Questions on the material
1. List the kinds of senders that, according to the passage about Mattie and childhood cancer, send Mattie Miracle solicitations and inquiries throughout the year.
2. Extend the passage about Mattie and childhood cancer, starting right after its final sentence.

Document text
'''

In any case, Mattie Miracle gets many solicitations and inquiries from professionals, individuals, and hospitals throughout the year. The key is to know which ones are sincere and legitimate. Naturally ALL of us want a cure for childhood cancer but the message above is NOT such hope. Instead it is falsehood that could possibly cause parents to decide not to use standard treatments to fight a horrific disease.
Needless to say the medical treatment of cancer interests me and in all reality it must interest any one whose life has been touched by cancer. Yet at the end of the day, this is not where my passion lies. Instead it lies with direct emotional and psychological support of children and their families with cancer. The day to day management and life time management of the disease. I wish there were magic beans out there that would cure our children so that no family has to experience the death of a child to cancer, but no such thing exists and I resent those who prey on the desperation of others.
This evening, I asked Peter if he remembered our first New Year's Eve with Mattie. That would be December 31, 2002. Mattie was eight months old. We had put Mattie down for bed earlier in the evening with the hopes that he would sleep through part of the night. However, about ten minutes to midnight, Mattie started crying and wanted out of his crib. None of this surprised us since Mattie did not sleep through the night until he was 15 months old. That was only because we read about the Ferber method and trained him to sleep! Any case, that New Year's Eve I brought Mattie downstairs and he sat with us while watching the ball drop in Times Square. We took that as a direct sign that Mattie wanted to ring in the New Year as a family.

'''

Data section

'''

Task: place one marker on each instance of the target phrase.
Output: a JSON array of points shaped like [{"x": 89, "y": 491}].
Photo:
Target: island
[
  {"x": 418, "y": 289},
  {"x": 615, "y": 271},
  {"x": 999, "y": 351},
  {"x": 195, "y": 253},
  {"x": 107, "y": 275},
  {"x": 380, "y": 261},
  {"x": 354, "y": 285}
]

'''

Answers below
1. professionals, individuals, hospitals

2.
Since Mattie died, Peter nor I have the desire to watch the ball drop or anything associated with Times Square. In so many ways time marches on, but for us transitioning from one year to another truly has no meaning to us. Because each day is a day without Mattie, I no longer track it by years. I remember New Year's Eve of 2009. I was actually scared to move into 2010, a new year without Mattie's presence in it. As I watch my friend in cancer go through this now, it is ironic that she feels the same way I did in 2009. Even without us talking about it. I remember that fear that first year, but now the fears are different.
This evening I went out to dinner with my parents. While at dinner, I observed a couple with an only child. The little boy had to be about four years old. As I stared at this family, it reminded me of me. Well except Mattie never sat down quietly at dinner. This little boy tonight was glued to an i-pad the whole dinner. That NEVER would have worked with Mattie! Mattie was all about stimulation and interpersonal connection.
This is a photo of one the star lined streets in my parent's neighborhood. There is something quite magical about seeing stars in every front yard!
This is a view of the valley at night from my parent's neighborhood. Another magical sight!